• Passage:
+++

DPDK patches and discussions
 help / color / mirror / Atom feed
* [DPDK/ethdev Bug 1419] [mlx5] Segfault when calling rte_eth_dev_start() twice
@ 2024-04-24  8:38 bugzilla
  0 siblings, 0 replies; only message in thread
From: bugzilla @ 2024-04-24  8:38 UTC (permalink / raw)
  To: dev

[-- Attachment #1: Type: text/plain, Size: 3118 bytes --]

https://bugs.dpdk.org/show_bug.cgi?id=1419

            Bug ID: 1419
           Summary: [mlx5] Segfault when calling rte_eth_dev_start() twice
           Product: DPDK
           Version: unspecified
          Hardware: x86
                OS: Linux
            Status: UNCONFIRMED
          Severity: normal
          Priority: Normal
         Component: ethdev
          Assignee: dev@dpdk.org
          Reporter: vojanec@cesnet.cz
  Target Milestone: ---

Created attachment 279
  --> https://bugs.dpdk.org/attachment.cgi?id=279&action=edit
Example application for reproducing

When calling 'rte_eth_dev_start()' on a port whose mempool is not large enough,
the function fails with
an error code '-ENOMEM' and message:

    mlx5_net: port 0 Rx queue allocation failed: Cannot allocate memory

This is expected behaviour. However, when retrying the same call right after
the failure,
the function now fails with error code '-EINVAL' and a message:

    mlx5_net: port 0 failed to set defaults flows

This behaviour is suspicious, as the expected behaviour would be to return the
same error
message since no more memory was allocated in the meantime.

+++

• Set of tasks:
a – Answer these questions about the bug report:
(i) Under which component is the bug filed?
(ii) Which error code does the first call to 'rte_eth_dev_start()' return when the mempool is too small?
(iii) Which error code does the retried call return?
b – Output the part of the bug report from "mlx5_net: port 0 failed" up to and including "in the meantime.", without changes.
The listing is not needed for this work.

• Collected data:
+++

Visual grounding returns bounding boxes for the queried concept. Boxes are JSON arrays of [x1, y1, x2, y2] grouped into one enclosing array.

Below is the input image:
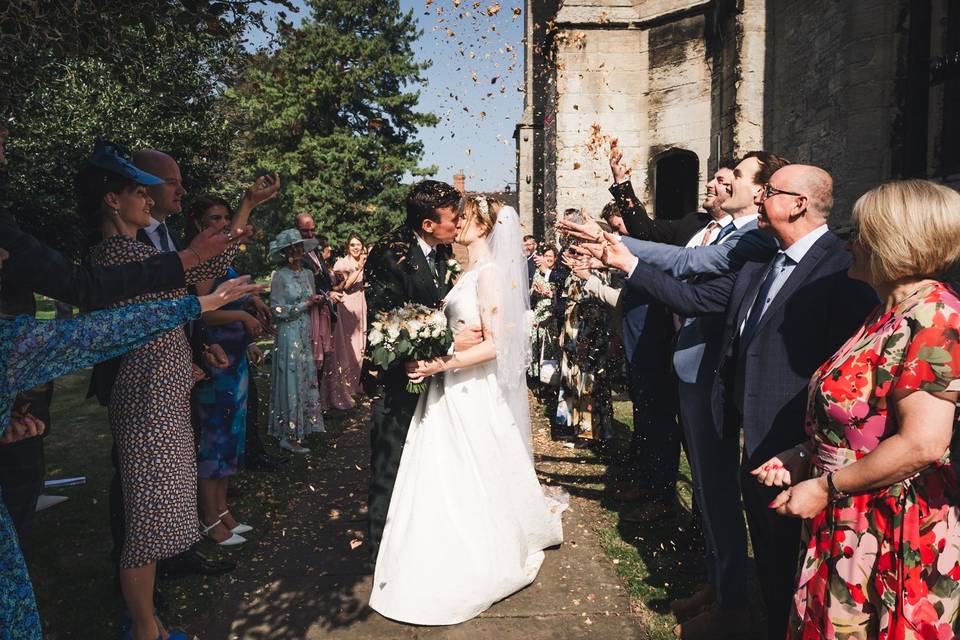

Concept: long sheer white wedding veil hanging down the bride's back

+++

• Answers to this exercise:
a –
(i) ethdev
(ii) -ENOMEM
(iii) -EINVAL

b –
mlx5_net: port 0 failed to set defaults flows

This behaviour is suspicious, as the expected behaviour would be to return the
same error
message since no more memory was allocated in the meantime.